WORK REQUIRED -> The expected response is a copy of every line in the entries below that includes the word "blue".

RECORDS TO USE ->
<<<<
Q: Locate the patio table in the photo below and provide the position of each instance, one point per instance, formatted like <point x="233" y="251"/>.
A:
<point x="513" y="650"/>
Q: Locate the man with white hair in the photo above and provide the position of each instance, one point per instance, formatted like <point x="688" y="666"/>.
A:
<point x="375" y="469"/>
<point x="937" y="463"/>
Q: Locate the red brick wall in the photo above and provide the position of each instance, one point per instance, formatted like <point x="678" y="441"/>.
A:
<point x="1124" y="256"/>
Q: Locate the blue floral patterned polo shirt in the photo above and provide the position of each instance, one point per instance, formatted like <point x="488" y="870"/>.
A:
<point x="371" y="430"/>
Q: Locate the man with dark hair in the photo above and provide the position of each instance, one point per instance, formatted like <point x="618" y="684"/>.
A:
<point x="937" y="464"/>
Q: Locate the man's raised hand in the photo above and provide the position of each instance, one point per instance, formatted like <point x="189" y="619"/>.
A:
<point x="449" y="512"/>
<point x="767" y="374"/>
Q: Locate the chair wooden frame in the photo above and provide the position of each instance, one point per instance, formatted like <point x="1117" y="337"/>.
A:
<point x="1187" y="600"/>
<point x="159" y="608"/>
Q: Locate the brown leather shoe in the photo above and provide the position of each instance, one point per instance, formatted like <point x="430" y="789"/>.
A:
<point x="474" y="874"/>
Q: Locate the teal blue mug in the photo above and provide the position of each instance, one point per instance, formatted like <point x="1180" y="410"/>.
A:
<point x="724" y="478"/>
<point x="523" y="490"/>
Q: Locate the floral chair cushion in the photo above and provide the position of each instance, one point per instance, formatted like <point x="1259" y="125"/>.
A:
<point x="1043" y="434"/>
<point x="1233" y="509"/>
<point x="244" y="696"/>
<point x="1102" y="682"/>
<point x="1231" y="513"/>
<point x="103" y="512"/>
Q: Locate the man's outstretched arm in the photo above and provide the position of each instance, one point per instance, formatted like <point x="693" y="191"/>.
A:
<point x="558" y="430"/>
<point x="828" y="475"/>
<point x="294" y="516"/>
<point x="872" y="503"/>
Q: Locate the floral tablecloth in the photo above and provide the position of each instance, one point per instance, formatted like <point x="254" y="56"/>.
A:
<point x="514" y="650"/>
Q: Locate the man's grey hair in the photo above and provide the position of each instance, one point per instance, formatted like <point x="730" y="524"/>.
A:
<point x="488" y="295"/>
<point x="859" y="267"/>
>>>>
YOUR RESPONSE ->
Q: Locate the blue floral patterned polo shirt in the photo above and provide the position of each instance, one point per instance, formatted like <point x="488" y="870"/>.
Q: Locate the teal blue mug in the photo above and provide the position of each instance, one point per instance, formatted like <point x="1180" y="410"/>.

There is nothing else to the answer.